*AIM OF THE EXERCISE*.
Give as output the line that contains "Would you be able to indicate the handrail", followed by every remaining line of the entries, unchanged and with nothing added.

— start DATASET CONTENT —

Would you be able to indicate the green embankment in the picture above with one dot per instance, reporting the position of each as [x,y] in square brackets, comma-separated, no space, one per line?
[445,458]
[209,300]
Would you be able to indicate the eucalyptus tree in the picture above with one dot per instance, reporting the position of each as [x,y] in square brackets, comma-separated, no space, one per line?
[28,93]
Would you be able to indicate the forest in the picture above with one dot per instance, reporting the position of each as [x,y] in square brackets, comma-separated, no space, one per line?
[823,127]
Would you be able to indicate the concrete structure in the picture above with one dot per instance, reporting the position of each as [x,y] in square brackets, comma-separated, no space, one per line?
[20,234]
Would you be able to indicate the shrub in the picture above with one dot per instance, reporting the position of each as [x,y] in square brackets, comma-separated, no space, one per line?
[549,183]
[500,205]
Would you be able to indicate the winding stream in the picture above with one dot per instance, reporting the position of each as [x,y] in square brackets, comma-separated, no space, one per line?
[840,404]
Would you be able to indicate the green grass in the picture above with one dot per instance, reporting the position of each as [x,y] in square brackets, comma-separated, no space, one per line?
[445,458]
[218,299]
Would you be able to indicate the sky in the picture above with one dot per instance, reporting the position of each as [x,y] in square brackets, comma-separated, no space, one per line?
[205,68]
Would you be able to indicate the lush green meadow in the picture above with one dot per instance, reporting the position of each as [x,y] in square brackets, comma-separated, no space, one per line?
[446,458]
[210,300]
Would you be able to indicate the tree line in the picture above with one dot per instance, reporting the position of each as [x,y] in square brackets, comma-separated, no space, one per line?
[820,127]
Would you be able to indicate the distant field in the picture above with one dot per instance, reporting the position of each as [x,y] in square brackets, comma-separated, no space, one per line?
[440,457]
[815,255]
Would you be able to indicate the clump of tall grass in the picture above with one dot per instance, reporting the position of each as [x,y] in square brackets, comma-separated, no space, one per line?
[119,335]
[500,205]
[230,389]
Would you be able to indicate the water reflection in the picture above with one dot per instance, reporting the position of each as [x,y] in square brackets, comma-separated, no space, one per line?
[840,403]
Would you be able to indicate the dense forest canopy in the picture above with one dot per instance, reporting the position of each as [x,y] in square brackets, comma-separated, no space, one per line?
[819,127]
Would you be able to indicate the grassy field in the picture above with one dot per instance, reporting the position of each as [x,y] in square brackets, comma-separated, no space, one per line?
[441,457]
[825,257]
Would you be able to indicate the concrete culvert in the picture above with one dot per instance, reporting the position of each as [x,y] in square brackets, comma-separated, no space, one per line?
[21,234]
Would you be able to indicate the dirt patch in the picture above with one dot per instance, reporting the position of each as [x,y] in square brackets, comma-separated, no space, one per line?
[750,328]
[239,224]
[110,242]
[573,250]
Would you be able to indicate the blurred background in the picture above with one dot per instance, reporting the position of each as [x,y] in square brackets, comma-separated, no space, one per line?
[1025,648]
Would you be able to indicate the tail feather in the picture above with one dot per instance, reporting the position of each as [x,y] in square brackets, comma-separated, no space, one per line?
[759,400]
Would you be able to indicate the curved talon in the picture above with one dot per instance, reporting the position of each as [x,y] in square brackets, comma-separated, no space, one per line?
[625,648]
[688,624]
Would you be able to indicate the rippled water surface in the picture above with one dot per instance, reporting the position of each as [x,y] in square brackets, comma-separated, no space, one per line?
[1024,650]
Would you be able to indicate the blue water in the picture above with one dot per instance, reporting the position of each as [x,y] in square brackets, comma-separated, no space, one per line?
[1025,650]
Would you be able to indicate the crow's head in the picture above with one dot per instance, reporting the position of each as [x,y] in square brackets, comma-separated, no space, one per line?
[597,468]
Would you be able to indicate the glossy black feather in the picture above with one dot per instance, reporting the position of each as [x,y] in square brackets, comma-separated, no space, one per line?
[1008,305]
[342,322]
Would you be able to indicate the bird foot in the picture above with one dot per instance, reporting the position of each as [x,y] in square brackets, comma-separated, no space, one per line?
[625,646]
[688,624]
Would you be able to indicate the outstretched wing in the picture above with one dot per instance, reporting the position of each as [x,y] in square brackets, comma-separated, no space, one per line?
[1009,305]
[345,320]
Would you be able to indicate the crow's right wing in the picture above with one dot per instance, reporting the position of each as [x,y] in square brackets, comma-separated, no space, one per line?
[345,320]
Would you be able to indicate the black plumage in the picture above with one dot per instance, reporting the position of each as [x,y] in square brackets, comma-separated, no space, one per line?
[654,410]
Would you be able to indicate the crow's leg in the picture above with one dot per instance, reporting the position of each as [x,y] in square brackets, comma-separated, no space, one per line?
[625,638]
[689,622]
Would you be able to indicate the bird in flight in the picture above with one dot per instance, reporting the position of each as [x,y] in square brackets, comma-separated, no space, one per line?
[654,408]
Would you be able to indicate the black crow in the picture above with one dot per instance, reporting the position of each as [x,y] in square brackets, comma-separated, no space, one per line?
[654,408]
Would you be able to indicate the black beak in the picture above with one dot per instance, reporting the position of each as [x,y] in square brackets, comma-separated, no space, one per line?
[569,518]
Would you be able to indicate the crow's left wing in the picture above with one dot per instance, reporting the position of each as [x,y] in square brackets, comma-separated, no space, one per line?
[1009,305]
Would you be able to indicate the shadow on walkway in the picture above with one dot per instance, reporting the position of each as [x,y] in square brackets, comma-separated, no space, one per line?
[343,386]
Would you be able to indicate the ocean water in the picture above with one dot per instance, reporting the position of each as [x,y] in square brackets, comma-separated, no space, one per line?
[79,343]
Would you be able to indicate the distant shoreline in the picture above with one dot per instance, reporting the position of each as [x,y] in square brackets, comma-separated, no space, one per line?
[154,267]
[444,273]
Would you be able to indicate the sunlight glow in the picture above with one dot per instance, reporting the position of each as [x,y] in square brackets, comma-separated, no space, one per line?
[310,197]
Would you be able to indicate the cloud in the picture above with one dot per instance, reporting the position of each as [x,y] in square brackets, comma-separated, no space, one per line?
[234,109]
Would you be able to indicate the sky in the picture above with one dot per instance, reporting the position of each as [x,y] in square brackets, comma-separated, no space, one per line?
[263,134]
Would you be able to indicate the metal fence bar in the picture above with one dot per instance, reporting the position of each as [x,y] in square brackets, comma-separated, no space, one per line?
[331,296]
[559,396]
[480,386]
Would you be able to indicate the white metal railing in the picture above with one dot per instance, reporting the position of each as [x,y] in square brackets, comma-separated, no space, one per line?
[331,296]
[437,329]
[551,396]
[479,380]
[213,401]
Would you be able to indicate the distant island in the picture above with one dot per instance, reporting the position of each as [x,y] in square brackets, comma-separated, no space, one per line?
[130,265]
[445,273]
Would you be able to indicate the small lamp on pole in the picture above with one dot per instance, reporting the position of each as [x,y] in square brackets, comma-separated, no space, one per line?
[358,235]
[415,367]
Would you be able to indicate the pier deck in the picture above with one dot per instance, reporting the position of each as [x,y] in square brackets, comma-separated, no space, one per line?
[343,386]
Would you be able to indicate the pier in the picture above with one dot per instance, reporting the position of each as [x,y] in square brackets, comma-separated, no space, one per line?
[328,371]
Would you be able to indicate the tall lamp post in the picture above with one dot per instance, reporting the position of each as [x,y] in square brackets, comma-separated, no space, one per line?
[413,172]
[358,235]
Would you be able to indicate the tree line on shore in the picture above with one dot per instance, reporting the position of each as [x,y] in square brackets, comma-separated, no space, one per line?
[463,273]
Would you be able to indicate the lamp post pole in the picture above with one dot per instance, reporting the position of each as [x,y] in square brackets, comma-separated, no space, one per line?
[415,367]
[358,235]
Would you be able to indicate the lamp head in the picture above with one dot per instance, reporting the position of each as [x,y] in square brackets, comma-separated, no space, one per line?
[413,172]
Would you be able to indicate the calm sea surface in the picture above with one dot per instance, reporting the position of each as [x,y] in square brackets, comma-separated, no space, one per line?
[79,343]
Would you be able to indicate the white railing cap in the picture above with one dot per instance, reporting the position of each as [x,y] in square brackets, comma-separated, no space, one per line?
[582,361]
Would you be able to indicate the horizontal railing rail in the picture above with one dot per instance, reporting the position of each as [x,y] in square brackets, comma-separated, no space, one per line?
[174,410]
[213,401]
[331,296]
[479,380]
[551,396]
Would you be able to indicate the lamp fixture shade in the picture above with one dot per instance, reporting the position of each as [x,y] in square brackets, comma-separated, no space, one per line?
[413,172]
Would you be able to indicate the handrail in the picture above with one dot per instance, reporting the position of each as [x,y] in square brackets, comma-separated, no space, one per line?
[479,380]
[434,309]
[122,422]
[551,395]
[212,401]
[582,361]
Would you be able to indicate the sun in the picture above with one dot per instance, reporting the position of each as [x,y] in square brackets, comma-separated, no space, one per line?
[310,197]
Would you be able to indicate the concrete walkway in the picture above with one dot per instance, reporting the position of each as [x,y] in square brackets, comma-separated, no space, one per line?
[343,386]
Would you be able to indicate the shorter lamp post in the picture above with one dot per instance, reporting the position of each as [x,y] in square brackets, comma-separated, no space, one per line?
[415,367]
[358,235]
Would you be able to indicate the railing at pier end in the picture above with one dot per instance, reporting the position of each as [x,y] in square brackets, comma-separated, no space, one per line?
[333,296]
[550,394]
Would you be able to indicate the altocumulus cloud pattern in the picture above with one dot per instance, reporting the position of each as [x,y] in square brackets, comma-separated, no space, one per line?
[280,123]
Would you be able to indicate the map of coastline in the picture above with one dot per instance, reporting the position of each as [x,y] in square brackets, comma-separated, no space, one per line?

— end DATASET CONTENT —

*TASK ANSWER*.
Would you be able to indicate the handrail in the picture above with one dot per instance, reporting the position of each as [x,y] in square brackets, comma-separated, no space, one per line?
[479,380]
[434,309]
[122,422]
[551,395]
[212,401]
[582,361]
Would you be able to indicate the sun in the picture above with one dot per instance, reporting the position of each as [x,y] in square brackets, comma-separated, no space, one per line?
[310,197]
Would you be able to indicate the concrete walkway in the picture above with one dot per instance, reporting the position of each as [x,y] in square brackets, comma-separated, no space, one per line?
[343,386]
Would you be able to indicate the shorter lamp post in the picture above with one dot per instance, reporting the position of each as [x,y] in square brackets, comma-separated, no space, one per line?
[415,367]
[358,235]
Would you be able to indicate the railing at pier end in the picture above with one dot per instance, reporting the position of each as [x,y] in square brackets, comma-separated, no space, one per line?
[333,296]
[550,394]
Would you be able to indicate the altocumulus cloud pattern in the picture above with one dot per instance, reporting the position of each as [x,y] in square brackets, comma-separated, no space, one per line?
[280,123]
Would you be able to indicate the map of coastline in the picture above with one dot per instance, reporting the position of each as [x,y] in square brackets, comma-separated, no space, one per line?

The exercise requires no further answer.